INSTRUCTIONS FOR THE TASK
Reproduce verbatim only the lines from the one containing "Where can the church" through the last line below, both included.

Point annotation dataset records
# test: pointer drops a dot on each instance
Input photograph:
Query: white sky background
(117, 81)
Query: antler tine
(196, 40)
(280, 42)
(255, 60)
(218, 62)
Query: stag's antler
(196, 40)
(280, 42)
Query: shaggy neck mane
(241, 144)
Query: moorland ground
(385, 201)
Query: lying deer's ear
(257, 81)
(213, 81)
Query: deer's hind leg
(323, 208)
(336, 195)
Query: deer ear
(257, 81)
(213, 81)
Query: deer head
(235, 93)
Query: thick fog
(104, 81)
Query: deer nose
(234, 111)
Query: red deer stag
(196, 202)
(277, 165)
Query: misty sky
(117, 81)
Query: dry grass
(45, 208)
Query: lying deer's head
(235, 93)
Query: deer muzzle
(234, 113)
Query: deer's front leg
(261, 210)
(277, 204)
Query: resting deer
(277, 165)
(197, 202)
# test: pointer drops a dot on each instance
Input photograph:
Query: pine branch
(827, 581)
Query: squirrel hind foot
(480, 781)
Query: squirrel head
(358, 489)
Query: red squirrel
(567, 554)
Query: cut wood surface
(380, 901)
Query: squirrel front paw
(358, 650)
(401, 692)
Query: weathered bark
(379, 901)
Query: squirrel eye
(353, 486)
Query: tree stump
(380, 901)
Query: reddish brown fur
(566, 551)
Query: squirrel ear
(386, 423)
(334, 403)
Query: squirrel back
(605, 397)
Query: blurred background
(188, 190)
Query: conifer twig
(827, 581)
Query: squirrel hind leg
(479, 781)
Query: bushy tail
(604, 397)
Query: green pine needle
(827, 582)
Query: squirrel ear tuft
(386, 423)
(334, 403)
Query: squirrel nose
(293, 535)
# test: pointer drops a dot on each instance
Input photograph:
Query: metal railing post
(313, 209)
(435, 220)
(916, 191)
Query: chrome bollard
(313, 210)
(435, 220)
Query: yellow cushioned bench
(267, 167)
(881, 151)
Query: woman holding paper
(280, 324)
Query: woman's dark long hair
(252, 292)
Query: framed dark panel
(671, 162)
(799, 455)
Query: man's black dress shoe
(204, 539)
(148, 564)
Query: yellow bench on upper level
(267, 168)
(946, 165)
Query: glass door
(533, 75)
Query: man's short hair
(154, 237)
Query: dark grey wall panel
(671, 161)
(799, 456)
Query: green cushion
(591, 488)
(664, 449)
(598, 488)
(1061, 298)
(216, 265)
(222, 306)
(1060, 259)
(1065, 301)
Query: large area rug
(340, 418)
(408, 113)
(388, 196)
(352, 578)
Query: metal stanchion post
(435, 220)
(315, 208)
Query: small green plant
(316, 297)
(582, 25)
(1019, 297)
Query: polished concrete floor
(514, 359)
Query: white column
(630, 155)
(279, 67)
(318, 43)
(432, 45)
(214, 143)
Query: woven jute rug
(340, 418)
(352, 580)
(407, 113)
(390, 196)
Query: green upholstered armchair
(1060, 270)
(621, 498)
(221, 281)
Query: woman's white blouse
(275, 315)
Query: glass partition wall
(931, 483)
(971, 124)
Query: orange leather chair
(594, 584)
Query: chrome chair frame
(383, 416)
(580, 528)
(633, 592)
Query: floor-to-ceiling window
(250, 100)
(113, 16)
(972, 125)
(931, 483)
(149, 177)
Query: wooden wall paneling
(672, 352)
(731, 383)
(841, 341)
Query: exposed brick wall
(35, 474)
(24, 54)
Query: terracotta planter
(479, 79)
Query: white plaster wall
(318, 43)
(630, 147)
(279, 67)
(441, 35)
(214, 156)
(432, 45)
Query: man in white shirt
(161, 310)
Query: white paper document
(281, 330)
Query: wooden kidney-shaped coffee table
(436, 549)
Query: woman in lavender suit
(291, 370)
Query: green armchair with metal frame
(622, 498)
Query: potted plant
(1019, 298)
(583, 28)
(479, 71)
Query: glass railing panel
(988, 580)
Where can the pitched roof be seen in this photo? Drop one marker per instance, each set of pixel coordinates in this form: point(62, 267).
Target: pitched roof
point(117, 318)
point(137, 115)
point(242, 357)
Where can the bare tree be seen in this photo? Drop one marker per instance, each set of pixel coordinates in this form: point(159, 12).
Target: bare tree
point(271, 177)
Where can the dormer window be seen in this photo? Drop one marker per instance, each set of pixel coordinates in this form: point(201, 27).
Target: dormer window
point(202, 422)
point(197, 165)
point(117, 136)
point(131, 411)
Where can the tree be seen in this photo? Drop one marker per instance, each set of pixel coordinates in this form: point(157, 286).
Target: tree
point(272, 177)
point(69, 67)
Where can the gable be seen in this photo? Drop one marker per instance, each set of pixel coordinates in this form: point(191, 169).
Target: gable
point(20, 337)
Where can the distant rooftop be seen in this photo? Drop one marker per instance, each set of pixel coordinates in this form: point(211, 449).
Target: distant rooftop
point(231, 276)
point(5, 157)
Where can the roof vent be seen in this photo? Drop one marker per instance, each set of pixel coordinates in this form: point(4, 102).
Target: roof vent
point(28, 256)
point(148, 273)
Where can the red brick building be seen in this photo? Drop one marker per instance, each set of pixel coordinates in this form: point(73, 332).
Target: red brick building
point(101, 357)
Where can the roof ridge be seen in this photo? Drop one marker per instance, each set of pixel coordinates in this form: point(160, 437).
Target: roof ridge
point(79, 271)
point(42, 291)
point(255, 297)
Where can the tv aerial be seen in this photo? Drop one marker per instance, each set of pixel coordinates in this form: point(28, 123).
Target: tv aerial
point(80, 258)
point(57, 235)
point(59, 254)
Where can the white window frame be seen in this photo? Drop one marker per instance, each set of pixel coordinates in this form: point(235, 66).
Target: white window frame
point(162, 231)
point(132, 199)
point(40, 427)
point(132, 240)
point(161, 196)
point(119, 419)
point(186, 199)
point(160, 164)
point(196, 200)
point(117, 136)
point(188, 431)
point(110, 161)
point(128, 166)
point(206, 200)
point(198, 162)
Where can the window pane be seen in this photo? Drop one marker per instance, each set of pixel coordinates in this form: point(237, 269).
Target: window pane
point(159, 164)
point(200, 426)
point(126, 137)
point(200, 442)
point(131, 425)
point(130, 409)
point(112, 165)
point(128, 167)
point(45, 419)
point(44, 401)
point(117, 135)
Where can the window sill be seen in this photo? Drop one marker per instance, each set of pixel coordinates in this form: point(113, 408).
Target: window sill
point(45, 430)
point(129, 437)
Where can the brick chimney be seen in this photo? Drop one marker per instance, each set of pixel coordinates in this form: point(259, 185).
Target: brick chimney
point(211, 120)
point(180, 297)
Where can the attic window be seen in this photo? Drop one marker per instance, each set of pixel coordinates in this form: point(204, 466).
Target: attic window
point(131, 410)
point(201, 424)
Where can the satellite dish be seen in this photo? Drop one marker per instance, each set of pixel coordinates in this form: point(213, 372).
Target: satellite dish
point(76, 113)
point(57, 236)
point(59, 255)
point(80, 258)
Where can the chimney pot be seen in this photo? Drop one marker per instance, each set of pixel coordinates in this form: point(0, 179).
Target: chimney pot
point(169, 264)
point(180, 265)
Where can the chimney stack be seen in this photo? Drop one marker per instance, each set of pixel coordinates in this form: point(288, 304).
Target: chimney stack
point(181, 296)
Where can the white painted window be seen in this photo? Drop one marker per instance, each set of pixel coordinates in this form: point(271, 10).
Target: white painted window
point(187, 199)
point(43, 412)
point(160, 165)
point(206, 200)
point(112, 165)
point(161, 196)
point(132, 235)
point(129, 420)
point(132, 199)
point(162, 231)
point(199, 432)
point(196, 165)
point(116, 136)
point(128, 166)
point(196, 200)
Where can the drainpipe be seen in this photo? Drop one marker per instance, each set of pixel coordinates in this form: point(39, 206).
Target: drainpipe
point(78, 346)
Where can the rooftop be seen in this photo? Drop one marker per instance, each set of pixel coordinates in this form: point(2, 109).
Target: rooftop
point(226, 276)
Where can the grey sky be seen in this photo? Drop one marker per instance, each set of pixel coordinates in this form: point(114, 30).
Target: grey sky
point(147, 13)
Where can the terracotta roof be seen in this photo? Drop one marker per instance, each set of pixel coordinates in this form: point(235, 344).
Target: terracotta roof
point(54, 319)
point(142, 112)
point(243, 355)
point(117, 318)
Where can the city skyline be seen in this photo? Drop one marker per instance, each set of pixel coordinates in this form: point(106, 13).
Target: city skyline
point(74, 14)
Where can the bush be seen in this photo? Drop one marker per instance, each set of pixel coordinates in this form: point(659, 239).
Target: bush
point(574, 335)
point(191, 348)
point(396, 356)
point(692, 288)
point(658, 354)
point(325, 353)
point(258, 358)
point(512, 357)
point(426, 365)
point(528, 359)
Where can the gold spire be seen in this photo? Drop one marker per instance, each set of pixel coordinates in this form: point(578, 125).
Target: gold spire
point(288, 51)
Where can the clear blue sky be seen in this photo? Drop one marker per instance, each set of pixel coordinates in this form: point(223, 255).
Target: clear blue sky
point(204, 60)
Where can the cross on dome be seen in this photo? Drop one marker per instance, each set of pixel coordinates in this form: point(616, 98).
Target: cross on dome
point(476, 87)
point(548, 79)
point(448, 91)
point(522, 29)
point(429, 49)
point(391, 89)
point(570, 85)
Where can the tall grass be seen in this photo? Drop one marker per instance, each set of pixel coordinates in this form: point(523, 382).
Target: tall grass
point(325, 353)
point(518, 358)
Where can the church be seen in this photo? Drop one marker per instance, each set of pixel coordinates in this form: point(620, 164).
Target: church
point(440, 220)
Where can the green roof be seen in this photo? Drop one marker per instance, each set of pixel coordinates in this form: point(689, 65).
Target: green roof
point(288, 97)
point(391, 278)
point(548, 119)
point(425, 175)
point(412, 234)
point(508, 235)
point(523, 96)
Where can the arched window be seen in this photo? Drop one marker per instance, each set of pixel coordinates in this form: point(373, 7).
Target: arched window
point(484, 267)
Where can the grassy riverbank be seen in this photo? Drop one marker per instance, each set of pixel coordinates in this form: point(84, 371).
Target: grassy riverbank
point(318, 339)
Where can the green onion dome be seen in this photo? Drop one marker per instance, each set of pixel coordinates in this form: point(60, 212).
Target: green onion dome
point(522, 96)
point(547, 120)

FULL ANSWER
Where can the church be seen in this photo? Drop one marker per instance, each set of pixel coordinates in this form: point(620, 164).
Target: church
point(440, 220)
Where can the green roof be seen in this photo? Drop one marker per instance, each set of pixel coordinates in this form: point(689, 65).
Target: green roof
point(288, 97)
point(391, 278)
point(548, 119)
point(425, 175)
point(412, 234)
point(508, 235)
point(523, 96)
Where can the arched window be seen in this photo? Drop one marker per instance, each set of pixel coordinates in this form: point(373, 7).
Target: arched window
point(484, 267)
Where can the grassy riverbank be seen in this photo? Drop one marker per instance, each set of pixel coordinates in this form: point(84, 371).
Target: grassy riverbank
point(318, 339)
Where can the green onion dome be seen in this photo? Drop one marker per instance, each set of pixel coordinates in this form: point(60, 212).
Target: green onion dome
point(522, 96)
point(547, 120)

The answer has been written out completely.